[START OF ROWS]
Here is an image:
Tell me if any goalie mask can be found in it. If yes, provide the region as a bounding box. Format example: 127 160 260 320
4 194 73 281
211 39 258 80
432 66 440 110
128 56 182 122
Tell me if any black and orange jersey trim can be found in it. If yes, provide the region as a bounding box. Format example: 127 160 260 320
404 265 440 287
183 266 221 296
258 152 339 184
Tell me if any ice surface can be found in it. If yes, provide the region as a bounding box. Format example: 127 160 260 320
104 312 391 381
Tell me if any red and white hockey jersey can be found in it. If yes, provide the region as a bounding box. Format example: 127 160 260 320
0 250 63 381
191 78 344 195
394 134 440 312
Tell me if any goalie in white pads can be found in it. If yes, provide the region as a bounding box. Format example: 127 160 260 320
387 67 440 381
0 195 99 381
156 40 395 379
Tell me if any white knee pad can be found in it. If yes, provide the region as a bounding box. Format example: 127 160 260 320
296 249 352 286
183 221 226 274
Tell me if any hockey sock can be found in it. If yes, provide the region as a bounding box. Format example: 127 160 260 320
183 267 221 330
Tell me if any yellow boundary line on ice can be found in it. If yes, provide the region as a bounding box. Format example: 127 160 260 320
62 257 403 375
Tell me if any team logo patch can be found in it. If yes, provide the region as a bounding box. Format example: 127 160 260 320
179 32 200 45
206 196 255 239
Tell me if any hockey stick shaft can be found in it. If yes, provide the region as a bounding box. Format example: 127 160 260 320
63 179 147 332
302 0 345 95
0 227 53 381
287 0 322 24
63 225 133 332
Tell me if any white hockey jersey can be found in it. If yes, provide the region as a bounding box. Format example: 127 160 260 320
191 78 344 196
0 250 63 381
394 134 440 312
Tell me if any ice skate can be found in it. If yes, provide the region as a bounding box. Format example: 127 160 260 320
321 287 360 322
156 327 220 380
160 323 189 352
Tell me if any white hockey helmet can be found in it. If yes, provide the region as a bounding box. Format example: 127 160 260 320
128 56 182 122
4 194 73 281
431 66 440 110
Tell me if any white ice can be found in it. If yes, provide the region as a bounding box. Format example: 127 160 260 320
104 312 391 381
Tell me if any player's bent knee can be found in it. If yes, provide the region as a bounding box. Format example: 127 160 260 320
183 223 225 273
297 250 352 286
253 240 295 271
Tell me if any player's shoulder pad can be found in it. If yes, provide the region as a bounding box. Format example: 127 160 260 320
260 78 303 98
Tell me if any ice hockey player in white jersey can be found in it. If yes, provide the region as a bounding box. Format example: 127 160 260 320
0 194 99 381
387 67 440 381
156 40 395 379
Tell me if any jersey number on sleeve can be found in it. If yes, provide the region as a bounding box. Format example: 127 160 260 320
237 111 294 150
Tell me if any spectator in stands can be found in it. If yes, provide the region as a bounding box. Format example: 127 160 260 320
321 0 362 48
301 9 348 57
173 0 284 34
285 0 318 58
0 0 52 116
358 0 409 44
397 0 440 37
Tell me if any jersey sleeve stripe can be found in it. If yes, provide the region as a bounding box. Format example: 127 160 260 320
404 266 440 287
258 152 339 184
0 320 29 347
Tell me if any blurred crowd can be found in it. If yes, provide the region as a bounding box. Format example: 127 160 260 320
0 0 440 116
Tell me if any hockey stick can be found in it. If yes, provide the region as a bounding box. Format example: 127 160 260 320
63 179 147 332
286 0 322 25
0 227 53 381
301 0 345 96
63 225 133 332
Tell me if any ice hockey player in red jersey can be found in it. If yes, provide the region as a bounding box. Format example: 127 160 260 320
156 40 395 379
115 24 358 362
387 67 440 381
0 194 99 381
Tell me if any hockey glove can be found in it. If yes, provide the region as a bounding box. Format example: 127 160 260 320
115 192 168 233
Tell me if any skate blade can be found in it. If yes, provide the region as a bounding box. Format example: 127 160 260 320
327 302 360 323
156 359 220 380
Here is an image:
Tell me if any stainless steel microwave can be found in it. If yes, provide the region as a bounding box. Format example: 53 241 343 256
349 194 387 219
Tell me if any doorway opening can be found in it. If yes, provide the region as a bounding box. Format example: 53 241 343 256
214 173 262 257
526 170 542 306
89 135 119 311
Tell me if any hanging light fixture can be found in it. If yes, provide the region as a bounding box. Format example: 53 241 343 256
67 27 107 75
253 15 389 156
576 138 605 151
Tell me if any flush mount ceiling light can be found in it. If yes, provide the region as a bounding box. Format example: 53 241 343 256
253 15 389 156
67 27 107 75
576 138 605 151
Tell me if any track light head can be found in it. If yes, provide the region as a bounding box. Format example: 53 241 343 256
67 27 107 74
[END OF ROWS]
**SHORT PROBLEM**
Format the lines above as a Markdown table with the columns "Entry" and "Text". Number each row and leave out any blank lines.

**RESPONSE BELOW**
| Entry | Text |
|---|---|
| 1 | Here is an image: |
| 2 | Tell me if any goalie mask can be found in it. If yes, provide the region as a bounding box. Format example: 127 160 260 320 |
| 3 | 4 194 73 281 |
| 4 | 211 39 258 80 |
| 5 | 432 66 440 110 |
| 6 | 128 56 182 122 |
| 7 | Tell me if any black and orange jersey trim can be found in it. If yes, provide the region as a bounding box. Format example: 127 160 260 320 |
| 8 | 404 265 440 287 |
| 9 | 183 266 221 296 |
| 10 | 258 152 339 184 |
| 11 | Tell me if any ice surface can be found in it. If yes, provide the region as a bounding box. Format example: 127 160 260 320 |
| 12 | 104 312 391 381 |
| 13 | Tell me if any red and white hockey jersey can be found in it. If yes, provide the region as a bounding box. Format example: 127 160 260 320 |
| 14 | 0 250 63 381 |
| 15 | 191 78 344 195 |
| 16 | 394 134 440 312 |
| 17 | Tell me if any goalie in white pads can be found in it. If yes, provide the region as a bounding box. Format example: 127 160 260 320 |
| 18 | 387 67 440 381 |
| 19 | 0 195 99 381 |
| 20 | 156 40 395 379 |
| 21 | Tell me if any white knee pad can be found in it. If yes, provide the region as a bounding box. Format example: 127 160 260 320 |
| 22 | 296 249 352 286 |
| 23 | 183 221 226 274 |
| 24 | Tell me if any hockey sock can be found in it. If yes, provide the region as a bounding box. Format example: 127 160 260 320 |
| 25 | 183 267 221 330 |
| 26 | Tell me if any yellow boundary line on ice can be found in it. If yes, provide the region as a bounding box. Format example: 127 160 260 320 |
| 27 | 62 257 403 375 |
| 28 | Tell me if any team logo patch can be found in it. If yes, provide the region as a bounding box. Format example: 127 160 260 320 |
| 29 | 179 32 200 45 |
| 30 | 206 196 255 239 |
| 31 | Tell me if any hockey stick shaft can be found in it. If yes, provide the region as a bounding box. Format example: 127 160 260 320 |
| 32 | 63 179 147 332 |
| 33 | 302 0 345 95 |
| 34 | 0 227 53 381 |
| 35 | 287 0 322 24 |
| 36 | 63 225 133 332 |
| 37 | Tell me if any white hockey jersey can be found in it. If yes, provide the region as a bounding box. Format example: 127 160 260 320 |
| 38 | 191 78 344 196 |
| 39 | 0 250 63 381 |
| 40 | 394 134 440 312 |
| 41 | Tell me if any ice skate can be found in it. If yes, provide the region as a bounding box. Format example: 127 160 260 320 |
| 42 | 321 287 360 322 |
| 43 | 156 327 220 380 |
| 44 | 160 323 189 352 |
| 45 | Tell me if any white hockey helmet can be found in it. If yes, provide the region as a bounding box. Format example: 127 160 260 320 |
| 46 | 128 56 182 122 |
| 47 | 4 194 73 281 |
| 48 | 431 66 440 110 |
| 49 | Tell me if any white ice can be found in it. If yes, provide the region as a bounding box. Format example: 127 160 260 320 |
| 50 | 104 312 391 381 |
| 51 | Tell me if any player's bent knee can be found in it. If yes, provide the region as a bounding box. Format example: 127 160 260 320 |
| 52 | 183 223 225 273 |
| 53 | 297 250 352 286 |
| 54 | 253 240 295 271 |
| 55 | Tell me if any player's shoulder pad can be found in it. If yes, provide the region as a bounding box. Format example: 127 160 260 320 |
| 56 | 260 78 303 98 |
| 57 | Tell me if any ice hockey player in white jersey can be found in it. If yes, provide the region as a bounding box. Format example: 127 160 260 320 |
| 58 | 0 194 99 381 |
| 59 | 387 67 440 381 |
| 60 | 156 40 395 379 |
| 61 | Tell me if any jersey number on sleeve can be found in it. If yes, provide the region as a bounding box. Format example: 127 160 260 320 |
| 62 | 237 111 294 150 |
| 63 | Tell me if any spectator in stands can be found in it. If yes, provide the region as a bounding box. Format example: 127 160 260 320 |
| 64 | 321 0 362 48 |
| 65 | 301 9 348 57 |
| 66 | 173 0 284 34 |
| 67 | 285 0 318 58 |
| 68 | 0 0 52 116 |
| 69 | 358 0 409 44 |
| 70 | 397 0 440 37 |
| 71 | Tell me if any jersey sleeve stripe can be found in it. If yes, provide the region as a bounding box. Format example: 127 160 260 320 |
| 72 | 404 266 440 287 |
| 73 | 258 152 339 184 |
| 74 | 0 320 29 347 |
| 75 | Tell me if any blurred crowd can be found in it. If yes, provide the region as a bounding box. Format example: 127 160 260 320 |
| 76 | 0 0 440 116 |
| 77 | Tell me if any hockey stick can be found in it. If yes, provide the region as a bounding box. Format example: 127 160 260 320 |
| 78 | 63 179 147 332 |
| 79 | 286 0 322 25 |
| 80 | 0 227 53 381 |
| 81 | 301 0 345 96 |
| 82 | 63 225 133 332 |
| 83 | Tell me if any ice hockey player in red jersey can be found in it. If yes, provide the region as a bounding box. Format example: 127 160 260 320 |
| 84 | 156 40 395 379 |
| 85 | 115 24 358 362 |
| 86 | 387 67 440 381 |
| 87 | 0 194 99 381 |
| 88 | Tell me if any hockey glove can be found in it. If yes, provide the region as a bounding box. Format example: 127 160 260 320 |
| 89 | 115 192 168 233 |
| 90 | Tell me if any skate blade can be found in it. If yes, provide the region as a bounding box. Format example: 127 160 260 320 |
| 91 | 327 302 360 323 |
| 92 | 156 359 220 380 |
| 93 | Here is an image: |
| 94 | Tell me if any stainless steel microwave can be found in it. If yes, provide the region as a bounding box. Format example: 53 241 343 256 |
| 95 | 349 194 387 219 |
| 96 | Tell me if any doorway opening can be found in it. If yes, provide the region as a bounding box. Format example: 53 241 343 256 |
| 97 | 214 173 262 257 |
| 98 | 526 170 542 306 |
| 99 | 89 135 119 311 |
| 100 | Tell me if any hanging light fixture can be found in it. If yes, provide the region as a bounding box. Format example: 53 241 343 256 |
| 101 | 67 27 107 75 |
| 102 | 253 15 389 156 |
| 103 | 576 138 605 151 |
| 104 | Tell me if any flush mount ceiling light can be found in it. If yes, provide the region as a bounding box. Format example: 53 241 343 256 |
| 105 | 253 15 389 156 |
| 106 | 67 27 107 75 |
| 107 | 576 138 605 151 |
| 108 | Tell me if any track light head can be found in it. If yes, provide the region as a bounding box. Format example: 53 241 343 256 |
| 109 | 67 27 107 74 |